• **PAGE**:
------------------------------------------------

Challenge is what makes a game a game, so if I’m diagramming the structure of a game, I should probably show the Challenges, right?

That said, these outlines don’t always tell us much about the Scenario’s own major element of Challenge, do they? Remember, I called those Macrochallenges. Big, emergent Challenges that can succeed or fail separately from the Microchallenges shown on the Outline. But the Scenario Outline also isn’t completely silent about Macrochallenges. There are patterns. Branching Scenarios and Labyrinthine Scenarios tend to be about navigating the Scenario somehow. Either finding the exit or finding the best exit. Notice how much in my example was contingent on the players figuring shit out so they could arrive at the good ending? Solving a mystery is an abstract kind of navigational challenge. Meanwhile, the central challenges in Linear Scenarios and Pyramid Scenarios tend to be more performance-based. The classic example is getting through a gauntlet of challenges with enough resources to beat a big boss.

But that’s an aside. I’m just such an amazing, sexy gaming genius that even my asides are major revelations. So I don’t know why people give me so much shit about how much I write. I cram a lot of ideas into every lesson.

Anyway…

The point is, you can look at the Scenario Elements shown in a Scenario Outline as lower-level Scenarios, or you can look at them as Microchallenges. Either way works. Sometimes one perspective is better than the other. It all depends on what you’re focusing on. Technically, there’s no real difference. If every Scenario Element is a Scenario and every Scenario has a Goal and a Challenge and all that crap, then does it matter if you label Scenario Elements as Scenarios or call them by their Challenges?

No. The answer is no. Except…

Is it really, truly true that every Scenario Element is a Scenario and therefore has Goals and Challenges? Really really? All the time and forever? Could you ever imagine drawing something on a Scenario Outline that isn’t, technically, a Scenario?

Oh, look, everyone whose asses didn’t get kicked out last week is raising their hand right now. Shut up. We’re pretending last week didn’t happen.

Let’s imagine that the example Outline is an Adventure, not a Campaign or Arc, for a minute. Let’s say it starts with the mayor of the town asking the heroes to confront an octogenarian aristocrat that — surprising no one — is actually a soulless undead abomination. To start the adventure, the mayor suggests two possibilities. First, he says there’s a hero buried in a mausoleum in the haunted graveyard with a Sword of Undead Octogenarian Aristocrat Bane. Second, he says a number of the octogenarian aristocrat’s minions have repeatedly tried to kidnap a specific maiden from town. They always come under the cover of the new moon and — again, surprising no one — tonight just happens to be the night of the new moon.

------------------------------------------------

• **THE REQUEST**:
Answer these from the lesson on Scenario Outlines above:
(a) What name does the lesson give to a Scenario's big, emergent Challenges?
(b) Which two kinds of Scenario tend to have performance-based central challenges?
(c) In the imagined Adventure, what does the mayor say lies buried in a mausoleum in the haunted graveyard?

• **MATERIAL**:

------------------------------------------------

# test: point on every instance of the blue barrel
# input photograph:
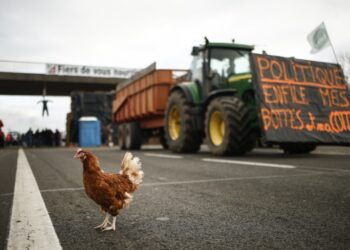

------------------------------------------------

• **WORKED ANSWER**:
(a) Macrochallenges.
(b) Linear Scenarios and Pyramid Scenarios.
(c) A hero with a Sword of Undead Octogenarian Aristocrat Bane.